Objective => Print the passage on Charles I and the civil war word for word, starting at "In January 1642, Charles" and ending at "crushed the Levellers.".

[BEGIN Document segment]

In 1629, King James Stuart dissolved the Parliament and aligned with Catholic powers.[6] He passed laws against beggars that remained in effect until the early 18th century.[5] His successor, Charles I, attempted to impose Anglican Protestantism on Scotland, which caused a war from 1637 to 1639. Charles resurrected Parliament to try to get funds for the war, but they refused to support him. In 1641, a fight broke out in Westminster between monarchists and progressive protestors. The House of Commons then impeached and arrested twelve leading bishops.
In January 1642, Charles entered the House of Commons and attempted to organize a coup before fleeing to set up a rival capital at Oxford. Royalists still controlled one-third of the House of Commons and two-thirds of the House of Lords. In 1645, Parliament banned its members from holding military commands. Oliver Cromwell emerged as a leading revolutionary and defeated all monarchist resistance by 1646. Charles later escaped from captivity and resumed the civil war, forming an alliance with Presbyterians from Scotland and Wales. The Independents then captured and executed King Charles in 1649 but also crushed the Levellers.

[END Document segment]
[BEGIN Record excerpts]

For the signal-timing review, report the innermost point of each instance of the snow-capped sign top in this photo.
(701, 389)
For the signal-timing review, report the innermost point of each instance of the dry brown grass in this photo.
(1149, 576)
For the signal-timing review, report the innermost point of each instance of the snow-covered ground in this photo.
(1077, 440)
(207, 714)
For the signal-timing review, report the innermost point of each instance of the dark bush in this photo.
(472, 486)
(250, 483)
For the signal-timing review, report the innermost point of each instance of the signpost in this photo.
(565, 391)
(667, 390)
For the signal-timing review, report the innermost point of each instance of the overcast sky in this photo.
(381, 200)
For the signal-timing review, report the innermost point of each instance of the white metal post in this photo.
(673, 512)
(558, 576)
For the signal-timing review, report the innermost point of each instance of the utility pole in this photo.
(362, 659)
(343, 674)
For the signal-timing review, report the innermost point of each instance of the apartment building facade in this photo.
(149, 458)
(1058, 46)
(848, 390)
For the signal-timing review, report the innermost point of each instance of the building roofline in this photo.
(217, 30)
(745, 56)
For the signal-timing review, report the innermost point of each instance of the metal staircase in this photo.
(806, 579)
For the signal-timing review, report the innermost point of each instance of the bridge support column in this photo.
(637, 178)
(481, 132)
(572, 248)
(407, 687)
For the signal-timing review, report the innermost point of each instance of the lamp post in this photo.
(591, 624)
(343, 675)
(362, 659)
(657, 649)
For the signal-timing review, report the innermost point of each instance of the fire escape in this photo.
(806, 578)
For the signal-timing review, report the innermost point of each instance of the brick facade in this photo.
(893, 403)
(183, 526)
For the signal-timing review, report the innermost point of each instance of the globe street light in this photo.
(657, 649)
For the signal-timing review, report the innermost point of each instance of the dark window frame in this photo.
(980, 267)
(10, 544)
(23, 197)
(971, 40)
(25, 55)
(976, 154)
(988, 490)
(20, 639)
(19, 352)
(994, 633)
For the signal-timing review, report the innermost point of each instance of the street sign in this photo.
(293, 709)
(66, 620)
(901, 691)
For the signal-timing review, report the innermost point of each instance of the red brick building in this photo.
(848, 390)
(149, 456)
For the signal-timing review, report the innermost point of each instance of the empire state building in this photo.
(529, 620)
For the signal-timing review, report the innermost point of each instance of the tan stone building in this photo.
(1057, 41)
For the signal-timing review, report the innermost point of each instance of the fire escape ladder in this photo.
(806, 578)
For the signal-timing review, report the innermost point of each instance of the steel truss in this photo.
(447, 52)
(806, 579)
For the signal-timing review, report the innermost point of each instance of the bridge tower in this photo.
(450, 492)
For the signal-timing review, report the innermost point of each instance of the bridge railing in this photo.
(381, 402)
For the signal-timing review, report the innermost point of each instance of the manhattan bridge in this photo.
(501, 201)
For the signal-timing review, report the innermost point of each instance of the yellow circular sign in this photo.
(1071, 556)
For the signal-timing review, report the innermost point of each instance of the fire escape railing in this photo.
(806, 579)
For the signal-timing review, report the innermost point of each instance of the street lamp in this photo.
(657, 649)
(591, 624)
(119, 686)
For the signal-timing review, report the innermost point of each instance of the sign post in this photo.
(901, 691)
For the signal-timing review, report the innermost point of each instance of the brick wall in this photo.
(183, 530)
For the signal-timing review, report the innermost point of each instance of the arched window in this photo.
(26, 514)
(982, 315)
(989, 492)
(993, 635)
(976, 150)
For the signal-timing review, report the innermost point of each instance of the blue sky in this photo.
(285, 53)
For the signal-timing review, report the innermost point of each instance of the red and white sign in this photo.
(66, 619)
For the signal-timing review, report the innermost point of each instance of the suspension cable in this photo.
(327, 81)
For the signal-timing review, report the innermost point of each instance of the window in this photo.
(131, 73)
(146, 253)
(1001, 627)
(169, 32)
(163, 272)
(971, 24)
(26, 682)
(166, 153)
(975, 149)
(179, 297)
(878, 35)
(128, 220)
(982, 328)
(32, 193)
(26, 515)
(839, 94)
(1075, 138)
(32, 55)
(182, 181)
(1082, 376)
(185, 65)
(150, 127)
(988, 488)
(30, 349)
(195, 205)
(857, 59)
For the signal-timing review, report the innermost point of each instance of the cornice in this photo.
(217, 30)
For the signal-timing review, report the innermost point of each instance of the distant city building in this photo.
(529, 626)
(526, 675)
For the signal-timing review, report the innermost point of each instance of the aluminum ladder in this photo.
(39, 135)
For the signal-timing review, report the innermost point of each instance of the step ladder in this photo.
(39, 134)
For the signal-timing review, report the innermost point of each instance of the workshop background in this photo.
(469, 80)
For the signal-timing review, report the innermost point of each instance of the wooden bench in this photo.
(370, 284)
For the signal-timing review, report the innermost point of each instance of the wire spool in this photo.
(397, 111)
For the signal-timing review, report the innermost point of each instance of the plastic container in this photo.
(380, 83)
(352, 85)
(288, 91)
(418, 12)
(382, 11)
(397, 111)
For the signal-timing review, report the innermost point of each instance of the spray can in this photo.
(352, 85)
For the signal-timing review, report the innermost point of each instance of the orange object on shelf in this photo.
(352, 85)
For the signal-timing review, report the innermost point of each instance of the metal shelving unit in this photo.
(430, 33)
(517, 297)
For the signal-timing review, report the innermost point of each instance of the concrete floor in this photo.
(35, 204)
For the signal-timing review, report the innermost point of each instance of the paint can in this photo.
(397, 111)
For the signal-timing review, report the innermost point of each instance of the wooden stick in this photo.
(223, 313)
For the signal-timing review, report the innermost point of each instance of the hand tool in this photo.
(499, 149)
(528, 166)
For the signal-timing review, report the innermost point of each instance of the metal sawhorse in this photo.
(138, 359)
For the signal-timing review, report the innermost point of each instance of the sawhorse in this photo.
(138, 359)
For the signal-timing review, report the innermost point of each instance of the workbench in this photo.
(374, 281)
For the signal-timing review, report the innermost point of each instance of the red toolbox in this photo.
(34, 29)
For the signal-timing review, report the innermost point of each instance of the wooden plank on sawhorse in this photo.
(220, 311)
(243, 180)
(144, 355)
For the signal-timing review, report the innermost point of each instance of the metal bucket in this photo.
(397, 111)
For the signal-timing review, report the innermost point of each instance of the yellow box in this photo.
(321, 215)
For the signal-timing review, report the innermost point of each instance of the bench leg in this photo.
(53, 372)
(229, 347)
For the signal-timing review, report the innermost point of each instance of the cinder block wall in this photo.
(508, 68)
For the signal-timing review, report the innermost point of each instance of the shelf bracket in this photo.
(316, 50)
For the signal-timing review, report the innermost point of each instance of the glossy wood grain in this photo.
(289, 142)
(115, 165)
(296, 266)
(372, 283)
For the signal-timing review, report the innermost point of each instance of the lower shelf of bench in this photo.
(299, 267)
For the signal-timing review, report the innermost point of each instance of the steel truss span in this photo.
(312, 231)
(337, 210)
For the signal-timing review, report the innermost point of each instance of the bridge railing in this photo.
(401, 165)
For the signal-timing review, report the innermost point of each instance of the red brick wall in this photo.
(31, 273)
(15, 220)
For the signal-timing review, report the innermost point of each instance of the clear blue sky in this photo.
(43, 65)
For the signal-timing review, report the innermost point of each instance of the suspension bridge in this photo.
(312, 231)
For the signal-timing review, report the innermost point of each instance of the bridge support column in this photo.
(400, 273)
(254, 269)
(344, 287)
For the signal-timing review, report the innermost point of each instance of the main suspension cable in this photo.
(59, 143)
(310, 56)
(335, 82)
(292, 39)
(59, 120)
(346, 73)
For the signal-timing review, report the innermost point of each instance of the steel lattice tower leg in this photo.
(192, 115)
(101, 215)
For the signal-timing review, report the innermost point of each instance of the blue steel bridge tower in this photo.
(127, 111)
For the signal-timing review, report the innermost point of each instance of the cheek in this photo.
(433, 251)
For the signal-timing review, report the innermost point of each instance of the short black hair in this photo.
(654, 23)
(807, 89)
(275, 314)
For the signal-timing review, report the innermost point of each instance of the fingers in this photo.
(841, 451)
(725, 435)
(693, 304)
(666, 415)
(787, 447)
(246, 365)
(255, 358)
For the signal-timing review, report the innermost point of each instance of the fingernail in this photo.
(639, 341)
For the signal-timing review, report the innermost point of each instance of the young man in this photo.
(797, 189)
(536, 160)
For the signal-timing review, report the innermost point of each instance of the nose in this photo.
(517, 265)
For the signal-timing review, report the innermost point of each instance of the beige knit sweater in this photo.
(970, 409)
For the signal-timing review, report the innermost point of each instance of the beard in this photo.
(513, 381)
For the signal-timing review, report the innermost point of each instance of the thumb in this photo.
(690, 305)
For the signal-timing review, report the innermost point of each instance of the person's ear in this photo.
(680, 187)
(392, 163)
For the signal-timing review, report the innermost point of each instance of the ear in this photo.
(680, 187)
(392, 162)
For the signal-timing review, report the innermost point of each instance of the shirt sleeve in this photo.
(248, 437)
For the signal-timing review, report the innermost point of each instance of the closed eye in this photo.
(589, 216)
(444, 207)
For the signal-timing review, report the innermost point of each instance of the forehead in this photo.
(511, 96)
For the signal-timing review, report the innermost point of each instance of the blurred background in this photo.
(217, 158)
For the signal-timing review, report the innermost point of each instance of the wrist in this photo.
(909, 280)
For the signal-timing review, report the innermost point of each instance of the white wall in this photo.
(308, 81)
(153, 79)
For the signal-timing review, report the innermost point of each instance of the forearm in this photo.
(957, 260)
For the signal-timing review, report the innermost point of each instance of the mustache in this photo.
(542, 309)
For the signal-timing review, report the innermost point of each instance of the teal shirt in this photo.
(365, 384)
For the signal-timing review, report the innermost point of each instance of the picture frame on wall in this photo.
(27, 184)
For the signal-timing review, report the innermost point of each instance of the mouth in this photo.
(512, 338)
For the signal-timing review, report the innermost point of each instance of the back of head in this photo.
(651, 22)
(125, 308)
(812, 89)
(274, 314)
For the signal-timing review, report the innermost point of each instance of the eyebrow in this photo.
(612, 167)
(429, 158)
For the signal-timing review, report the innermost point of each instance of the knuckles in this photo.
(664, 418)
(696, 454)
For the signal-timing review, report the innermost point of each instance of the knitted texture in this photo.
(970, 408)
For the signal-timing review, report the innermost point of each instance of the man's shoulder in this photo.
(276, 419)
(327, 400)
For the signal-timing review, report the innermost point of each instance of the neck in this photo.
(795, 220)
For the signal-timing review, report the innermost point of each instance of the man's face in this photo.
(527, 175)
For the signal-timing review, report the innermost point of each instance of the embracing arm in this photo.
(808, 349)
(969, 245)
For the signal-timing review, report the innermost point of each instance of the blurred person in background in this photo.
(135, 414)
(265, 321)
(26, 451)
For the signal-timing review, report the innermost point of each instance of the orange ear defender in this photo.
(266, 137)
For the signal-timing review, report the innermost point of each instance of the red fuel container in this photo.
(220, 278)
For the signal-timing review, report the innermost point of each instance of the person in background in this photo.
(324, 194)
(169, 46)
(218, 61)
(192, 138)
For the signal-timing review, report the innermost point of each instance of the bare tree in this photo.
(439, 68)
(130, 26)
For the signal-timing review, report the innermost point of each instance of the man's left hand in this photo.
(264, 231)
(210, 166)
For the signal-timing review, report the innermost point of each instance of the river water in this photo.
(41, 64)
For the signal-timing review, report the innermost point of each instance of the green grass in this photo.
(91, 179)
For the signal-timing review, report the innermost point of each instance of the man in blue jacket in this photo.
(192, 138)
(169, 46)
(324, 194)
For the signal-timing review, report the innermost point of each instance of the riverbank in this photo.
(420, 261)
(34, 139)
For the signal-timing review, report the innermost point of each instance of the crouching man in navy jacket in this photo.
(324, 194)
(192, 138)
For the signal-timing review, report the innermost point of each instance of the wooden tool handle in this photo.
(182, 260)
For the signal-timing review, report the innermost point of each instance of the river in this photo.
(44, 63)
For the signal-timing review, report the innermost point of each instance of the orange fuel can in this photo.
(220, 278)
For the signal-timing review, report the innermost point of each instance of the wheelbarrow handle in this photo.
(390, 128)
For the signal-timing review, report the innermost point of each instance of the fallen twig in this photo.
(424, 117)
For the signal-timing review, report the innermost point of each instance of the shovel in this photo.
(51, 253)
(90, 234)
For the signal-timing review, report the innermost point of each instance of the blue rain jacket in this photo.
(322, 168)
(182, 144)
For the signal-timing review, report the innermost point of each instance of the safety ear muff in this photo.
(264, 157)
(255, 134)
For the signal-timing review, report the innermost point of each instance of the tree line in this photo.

[END Record excerpts]

Completed task =>
In January 1642, Charles entered the House of Commons and attempted to organize a coup before fleeing to set up a rival capital at Oxford. Royalists still controlled one-third of the House of Commons and two-thirds of the House of Lords. In 1645, Parliament banned its members from holding military commands. Oliver Cromwell emerged as a leading revolutionary and defeated all monarchist resistance by 1646. Charles later escaped from captivity and resumed the civil war, forming an alliance with Presbyterians from Scotland and Wales. The Independents then captured and executed King Charles in 1649 but also crushed the Levellers.